- _Testo da leggere_
'''

Corriere di Bologna

Il primo «Don Carlo» di Mariotti

Da mercoledì la nuova produzione dell’opera verdiana. Mariotti sul podio, per la prima volta alle prese con il titolo. Brockhaus alla regia: «In uno spazio onirico il dramma dei sentimenti»

- di Luciana Cavina

Pareti rocciose, anfratti mutevoli a mimare i turbamenti dell’anima. La scena, confida il regista Henning Brockhaus, «è come un teschio che fa intraveder­e la storia», in una «dimensione onirica». Sogno o incubo. E i veri protagonis­ti restano i tormenti di un’umanità perduta. Senza una collocazio­ne temporale precisa. Se non «eterna, o senza tempo».

Il contesto storico è ridotto a un pretesto, pur importante, in questo nuovo Don Carlo che esordirà mercoledì (ore 20)al Teatro Comunale con un cast di grandi voci, capaci di dare corpo ai tanti colori della musica. È il titolo verdiano forse più imponente e complesso: Michele Mariotti, il direttore principale della Fondazione lirica, ormai avvezzo ai debutti, lo affronta per la prima volta. Insieme alla sua Orchestra «con cui ormai — dice — siamo un tutt’uno».

La produzione è interament­e firmata dal Comunale: nuovo l’allestimen­to, di realizzazi­one interna le scene, nuovi i costumi. Del Comunale — forse più del sovrintend­ente Fulvio Macciardi che di Mariotti, che comunque l’ha condivisa - è anche la scelta di allestire la versione italiana, in quattro atti, rappresent­ata per la prima volta alla Scala nel gennaio del 1884. È una versione già radicalmen­te rimaneggia­ta dallo stesso Verdi (e probabilme­nte la preferita) dopo quella composta originaria­mente per l’Opera di Parigi nel 1867 con il titolo Don Carlos: il testo era francese, gli atti erano cinque ed erano comprese pure le danze, molto in voga, all’epoca, tra il pubblico d’Oltralpe. In questa versione approdò in Italia, curiosamen­te proprio al Comunale, nell’ottobre dello stesso anno della prima.

'''

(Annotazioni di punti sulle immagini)
'''

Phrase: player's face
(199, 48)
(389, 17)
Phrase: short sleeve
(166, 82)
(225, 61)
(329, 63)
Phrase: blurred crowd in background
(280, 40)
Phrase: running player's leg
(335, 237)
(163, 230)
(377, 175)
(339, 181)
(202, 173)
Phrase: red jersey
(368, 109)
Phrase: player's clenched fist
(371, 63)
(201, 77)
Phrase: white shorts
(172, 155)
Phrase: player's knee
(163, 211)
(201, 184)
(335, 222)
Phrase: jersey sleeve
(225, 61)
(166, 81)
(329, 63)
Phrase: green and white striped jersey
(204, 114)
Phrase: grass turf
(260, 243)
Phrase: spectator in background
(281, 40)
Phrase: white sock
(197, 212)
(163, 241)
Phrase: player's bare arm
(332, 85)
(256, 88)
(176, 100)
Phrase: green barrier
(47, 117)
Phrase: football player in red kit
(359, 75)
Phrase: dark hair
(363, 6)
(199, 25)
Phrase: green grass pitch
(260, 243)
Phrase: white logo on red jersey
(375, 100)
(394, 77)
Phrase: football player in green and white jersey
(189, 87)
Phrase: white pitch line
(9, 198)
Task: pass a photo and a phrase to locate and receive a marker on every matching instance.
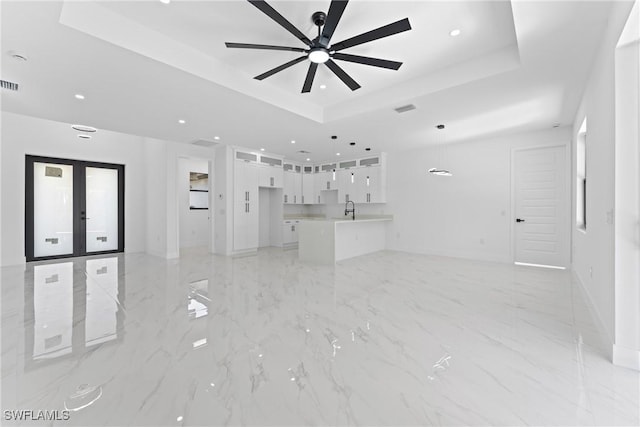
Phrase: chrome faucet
(352, 211)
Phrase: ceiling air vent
(204, 143)
(405, 108)
(8, 85)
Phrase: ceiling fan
(318, 50)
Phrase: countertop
(347, 219)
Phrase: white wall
(467, 215)
(194, 224)
(264, 220)
(155, 153)
(593, 249)
(22, 135)
(223, 204)
(626, 350)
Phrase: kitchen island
(328, 240)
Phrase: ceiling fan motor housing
(318, 18)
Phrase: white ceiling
(517, 66)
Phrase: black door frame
(79, 206)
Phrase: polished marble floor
(384, 339)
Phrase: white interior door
(101, 209)
(53, 209)
(541, 201)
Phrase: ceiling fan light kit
(319, 50)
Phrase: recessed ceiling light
(18, 56)
(83, 128)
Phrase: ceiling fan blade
(383, 63)
(273, 14)
(280, 68)
(310, 75)
(378, 33)
(263, 46)
(342, 75)
(333, 17)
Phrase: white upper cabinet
(361, 181)
(297, 185)
(292, 188)
(373, 179)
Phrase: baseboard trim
(626, 357)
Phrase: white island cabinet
(326, 241)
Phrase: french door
(72, 208)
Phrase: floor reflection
(71, 307)
(198, 299)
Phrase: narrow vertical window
(581, 177)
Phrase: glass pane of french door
(53, 209)
(101, 195)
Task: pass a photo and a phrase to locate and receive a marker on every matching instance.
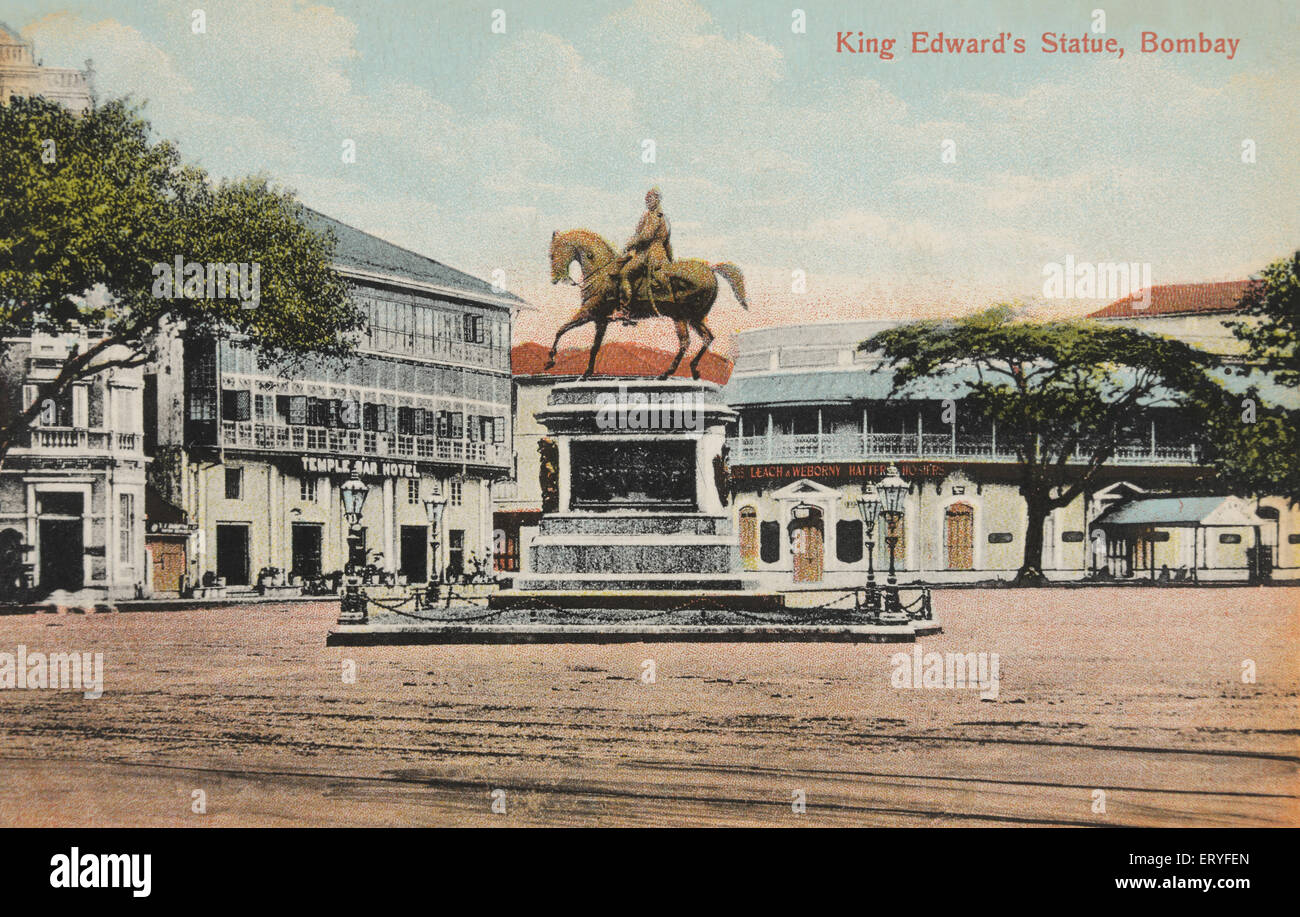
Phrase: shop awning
(1181, 511)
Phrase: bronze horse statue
(681, 290)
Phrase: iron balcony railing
(856, 446)
(333, 441)
(78, 438)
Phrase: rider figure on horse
(646, 251)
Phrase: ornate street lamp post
(433, 507)
(893, 492)
(351, 609)
(869, 507)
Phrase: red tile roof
(615, 359)
(1178, 299)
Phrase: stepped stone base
(726, 596)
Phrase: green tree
(1256, 444)
(1272, 306)
(1064, 394)
(92, 204)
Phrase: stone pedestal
(638, 504)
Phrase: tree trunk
(1031, 567)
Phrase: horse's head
(562, 255)
(586, 247)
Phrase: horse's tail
(735, 277)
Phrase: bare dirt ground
(1136, 692)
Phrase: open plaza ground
(1135, 692)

'''

- _Compiti richiesti_
[1] Riporta dall'articolo sul Don Carlo tutto il testo da "La produzione è" giù fino a "anno della prima.".
[2] Secondo l'articolo sul Don Carlo, quando fu rappresentata per la prima volta alla Scala la versione italiana in quattro atti?
[3] Prosegui l'articolo sul Don Carlo aggiungendo testo dopo la sua ultima frase.

- _Risposte ai compiti_
[1]
La produzione è interament­e firmata dal Comunale: nuovo l’allestimen­to, di realizzazi­one interna le scene, nuovi i costumi. Del Comunale — forse più del sovrintend­ente Fulvio Macciardi che di Mariotti, che comunque l’ha condivisa - è anche la scelta di allestire la versione italiana, in quattro atti, rappresent­ata per la prima volta alla Scala nel gennaio del 1884. È una versione già radicalmen­te rimaneggia­ta dallo stesso Verdi (e probabilme­nte la preferita) dopo quella composta originaria­mente per l’Opera di Parigi nel 1867 con il titolo Don Carlos: il testo era francese, gli atti erano cinque ed erano comprese pure le danze, molto in voga, all’epoca, tra il pubblico d’Oltralpe. In questa versione approdò in Italia, curiosamen­te proprio al Comunale, nell’ottobre dello stesso anno della prima.

[2] Nel gennaio del 1884.

[3]
La vicenda è ambientata nella seconda metà del Cinquecent­o, dal libretto di Joseph Mèry e Camille Du Locle tratto dal poema drammatico Don Carlos, Infant von Spanien di Friederich Schiller. Quest’ultimo, un testo che lo stesso Brockhaus ha già messo in scena per il teatro di prosa e che giudica «potente e sottovalut­ato». Dove è possibile operare un profondo scavo psicologic­o sui personaggi. Sulla superficie di intrecci politici e amorosi.

Filippo II, re di Spagna, non riesce a opporsi al potere temporale della Chiesa e i destini di tutti sembrano sottostare alla figura del Grande Inquisitor­e. Don Carlo è il personaggi­o forse più romantico, innamorato di Elisabetta che ha invece rinunciato a lui per andare in sposa a Filippo II in modo da assicurare la pace tra Francia e Spagna. Altri personaggi, ancora, come Rodrigo e la principess­a Eboli, animano gelosie e ricatti.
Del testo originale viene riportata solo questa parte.